##### TRECHO SELECIONADO #####

Em Olhos Azuis, o diretor concentra o filme em dois tempos:
um é a o trajeto do americano Marshall por Pernambuco procurando
uma garota, o outro se refere ao seu passado, quando agente do
Departamento de Imigração em um aeroporto dos Estados
Unidos. Quando o filme começa, parece que Joffily consegue
se interessar com algum entusiasmo pelos personagens e as relações
no departamento de imigração. Algo semelhante a
um filme policial B americano no que há de melhor: coloquialidade
e economia da ação. O problema é que, homeopaticamente,
as seqüências de sua busca por uma garota pelo interior
do Pernambuco (que seriam, na história, anos depois das
cenas do departamento de imigração) visam ser um
trajeto de busca de sentido. É justamente aí que
vemos vir à tona o velho José Joffily, com seus
conflitos de temperatura bastante elevada, como quando o personagem
de Irandir reage ao agente de imigração.

#####

Prossiga a crítica sobre o filme Olhos Azuis a partir da última frase apresentada acima.

##### REGISTROS FORNECIDOS #####

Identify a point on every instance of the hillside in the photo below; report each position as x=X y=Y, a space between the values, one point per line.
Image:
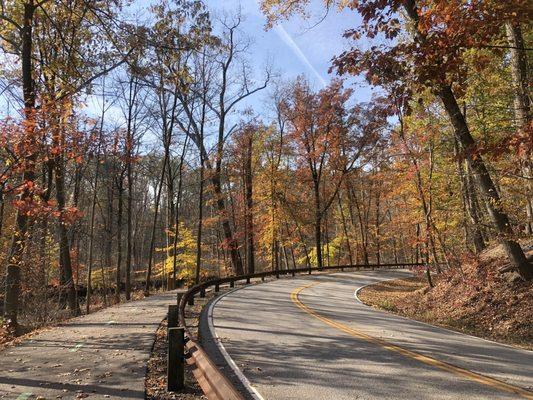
x=478 y=299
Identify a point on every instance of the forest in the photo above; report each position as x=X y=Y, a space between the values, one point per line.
x=134 y=157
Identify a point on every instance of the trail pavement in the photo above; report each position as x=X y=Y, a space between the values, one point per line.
x=98 y=356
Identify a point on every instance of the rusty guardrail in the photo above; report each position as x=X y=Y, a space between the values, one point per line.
x=213 y=382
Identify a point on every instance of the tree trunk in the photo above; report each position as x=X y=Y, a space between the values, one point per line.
x=231 y=242
x=248 y=182
x=18 y=242
x=120 y=211
x=522 y=110
x=64 y=246
x=200 y=223
x=486 y=185
x=91 y=238
x=345 y=230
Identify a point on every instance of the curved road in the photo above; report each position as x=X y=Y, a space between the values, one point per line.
x=310 y=338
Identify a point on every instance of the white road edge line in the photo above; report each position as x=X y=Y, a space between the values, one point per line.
x=356 y=296
x=244 y=380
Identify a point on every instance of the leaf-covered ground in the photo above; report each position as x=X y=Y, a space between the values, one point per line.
x=156 y=374
x=477 y=299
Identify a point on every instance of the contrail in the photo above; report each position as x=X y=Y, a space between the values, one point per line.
x=282 y=33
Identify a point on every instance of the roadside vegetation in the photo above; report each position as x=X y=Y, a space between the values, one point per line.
x=132 y=159
x=481 y=298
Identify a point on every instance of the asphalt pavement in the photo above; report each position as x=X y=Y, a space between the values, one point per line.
x=98 y=356
x=310 y=338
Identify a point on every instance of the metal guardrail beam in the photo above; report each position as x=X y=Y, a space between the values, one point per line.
x=214 y=384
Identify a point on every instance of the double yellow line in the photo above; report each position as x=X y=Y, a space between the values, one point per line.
x=464 y=373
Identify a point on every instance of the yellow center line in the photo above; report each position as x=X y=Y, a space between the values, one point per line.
x=464 y=373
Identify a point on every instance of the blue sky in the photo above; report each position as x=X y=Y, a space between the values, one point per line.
x=297 y=46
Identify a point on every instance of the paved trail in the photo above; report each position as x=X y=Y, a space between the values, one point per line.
x=99 y=356
x=309 y=338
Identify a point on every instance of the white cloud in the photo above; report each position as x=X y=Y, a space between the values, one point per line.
x=289 y=41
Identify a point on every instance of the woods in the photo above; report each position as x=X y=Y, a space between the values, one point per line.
x=135 y=152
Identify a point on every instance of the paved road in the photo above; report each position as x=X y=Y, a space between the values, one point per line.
x=99 y=356
x=308 y=338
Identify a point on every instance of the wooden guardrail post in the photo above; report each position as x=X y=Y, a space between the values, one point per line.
x=175 y=366
x=172 y=317
x=179 y=295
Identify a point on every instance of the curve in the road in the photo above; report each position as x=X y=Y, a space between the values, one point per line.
x=285 y=354
x=485 y=380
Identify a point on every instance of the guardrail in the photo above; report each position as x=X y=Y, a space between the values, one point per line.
x=214 y=384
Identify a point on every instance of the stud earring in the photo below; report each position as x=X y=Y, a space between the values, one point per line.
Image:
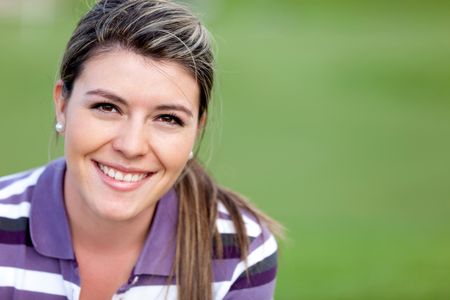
x=59 y=127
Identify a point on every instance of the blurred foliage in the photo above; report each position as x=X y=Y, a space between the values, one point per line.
x=334 y=118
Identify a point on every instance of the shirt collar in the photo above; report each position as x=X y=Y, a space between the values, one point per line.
x=49 y=226
x=50 y=231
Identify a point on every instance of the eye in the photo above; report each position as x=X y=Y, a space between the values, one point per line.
x=170 y=119
x=106 y=107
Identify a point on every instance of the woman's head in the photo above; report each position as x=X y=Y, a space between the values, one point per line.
x=135 y=84
x=157 y=29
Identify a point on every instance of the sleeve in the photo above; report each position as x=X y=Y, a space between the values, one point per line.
x=256 y=278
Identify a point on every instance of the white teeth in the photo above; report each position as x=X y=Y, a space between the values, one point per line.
x=119 y=176
x=127 y=177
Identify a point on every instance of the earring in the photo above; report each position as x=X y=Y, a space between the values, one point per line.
x=59 y=127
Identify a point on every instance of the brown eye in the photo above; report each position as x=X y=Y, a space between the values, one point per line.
x=106 y=107
x=171 y=119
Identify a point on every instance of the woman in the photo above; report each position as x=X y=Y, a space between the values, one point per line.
x=129 y=213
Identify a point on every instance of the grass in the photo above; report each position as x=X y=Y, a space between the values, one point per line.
x=335 y=120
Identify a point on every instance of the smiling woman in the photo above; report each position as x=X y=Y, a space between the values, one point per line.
x=128 y=212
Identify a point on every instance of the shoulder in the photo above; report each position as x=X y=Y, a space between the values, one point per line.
x=253 y=278
x=15 y=193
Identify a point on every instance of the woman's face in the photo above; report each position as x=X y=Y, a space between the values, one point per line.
x=130 y=124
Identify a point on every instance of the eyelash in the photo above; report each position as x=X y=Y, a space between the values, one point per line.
x=102 y=105
x=170 y=118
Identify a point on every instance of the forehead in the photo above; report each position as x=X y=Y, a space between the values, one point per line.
x=132 y=75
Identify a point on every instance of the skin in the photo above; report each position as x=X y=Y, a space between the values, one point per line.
x=136 y=115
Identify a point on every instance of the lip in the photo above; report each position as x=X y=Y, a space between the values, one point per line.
x=121 y=186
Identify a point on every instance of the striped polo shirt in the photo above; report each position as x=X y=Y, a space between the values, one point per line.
x=37 y=260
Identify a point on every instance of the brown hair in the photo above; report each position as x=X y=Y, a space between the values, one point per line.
x=161 y=29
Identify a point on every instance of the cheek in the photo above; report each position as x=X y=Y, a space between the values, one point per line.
x=173 y=150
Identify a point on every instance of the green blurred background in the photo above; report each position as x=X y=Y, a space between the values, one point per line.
x=334 y=118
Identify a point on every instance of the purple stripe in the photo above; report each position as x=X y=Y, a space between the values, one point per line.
x=245 y=282
x=15 y=237
x=229 y=252
x=12 y=293
x=20 y=256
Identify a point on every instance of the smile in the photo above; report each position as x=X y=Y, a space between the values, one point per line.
x=121 y=176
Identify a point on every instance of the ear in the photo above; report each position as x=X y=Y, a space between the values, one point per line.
x=60 y=102
x=202 y=123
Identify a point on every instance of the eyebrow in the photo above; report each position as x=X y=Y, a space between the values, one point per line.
x=119 y=99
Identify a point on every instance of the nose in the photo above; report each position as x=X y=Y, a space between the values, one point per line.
x=132 y=140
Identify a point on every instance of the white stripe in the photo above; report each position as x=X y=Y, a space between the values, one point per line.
x=149 y=292
x=39 y=282
x=265 y=250
x=20 y=186
x=15 y=211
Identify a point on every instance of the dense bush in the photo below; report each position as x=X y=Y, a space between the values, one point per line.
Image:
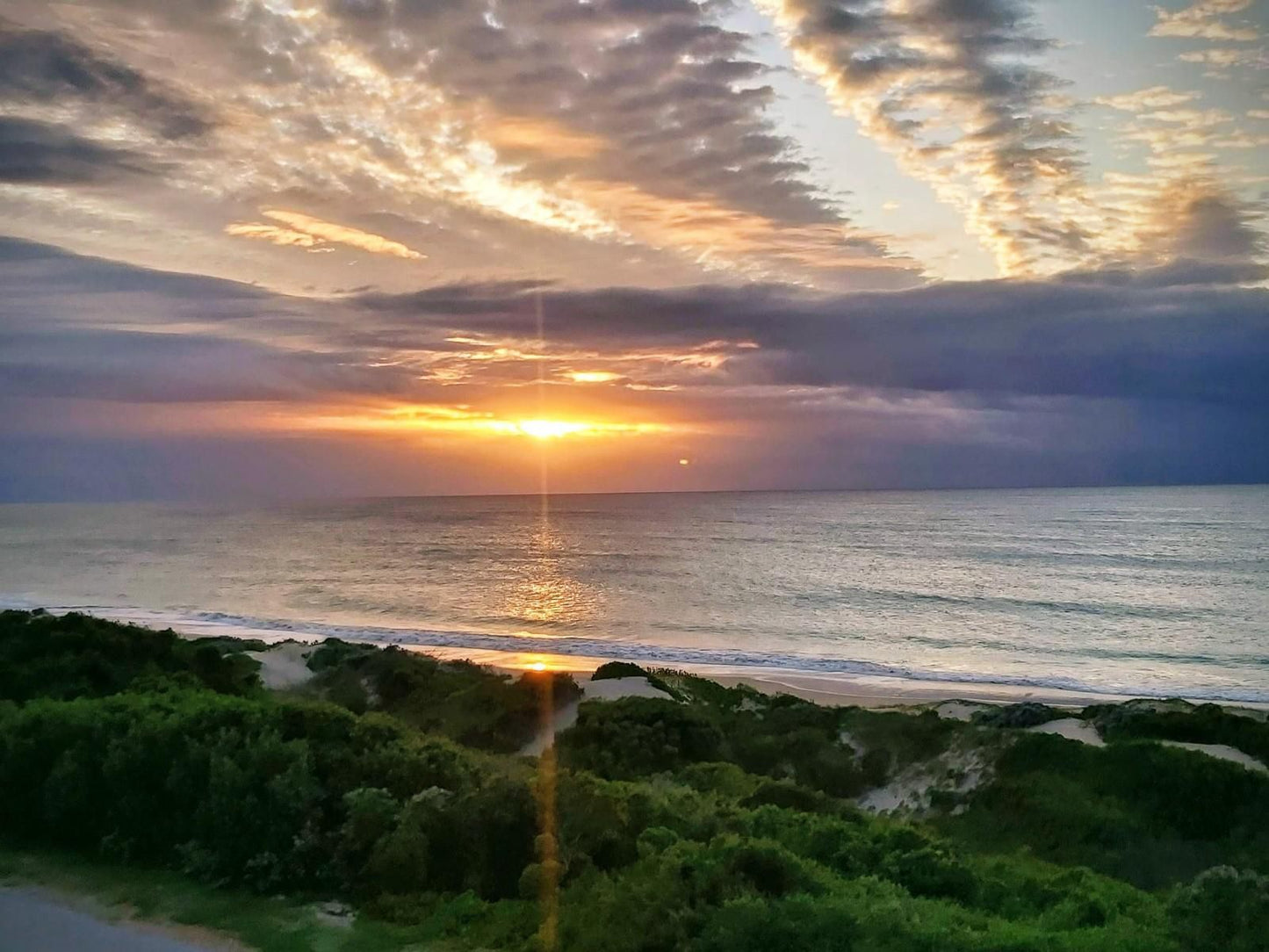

#####

__RESPOSTA DA TAREFA__
Esse desleixo dramático é fruto de um outro anseio,
mais sério, mais grave e mais profundo: a necessidade de
procurar um valor alheio ao filme para justificá-lo. E
esse valor passa, obrigatoriamente, pelos contrastes e fronteiras
no mundo e entre as pessoas. Não acredita em uma coisa
(o cinema) e não sabe como dar vazão à outra
(a questão social). Além de mau artesanato, é
pura demagogia.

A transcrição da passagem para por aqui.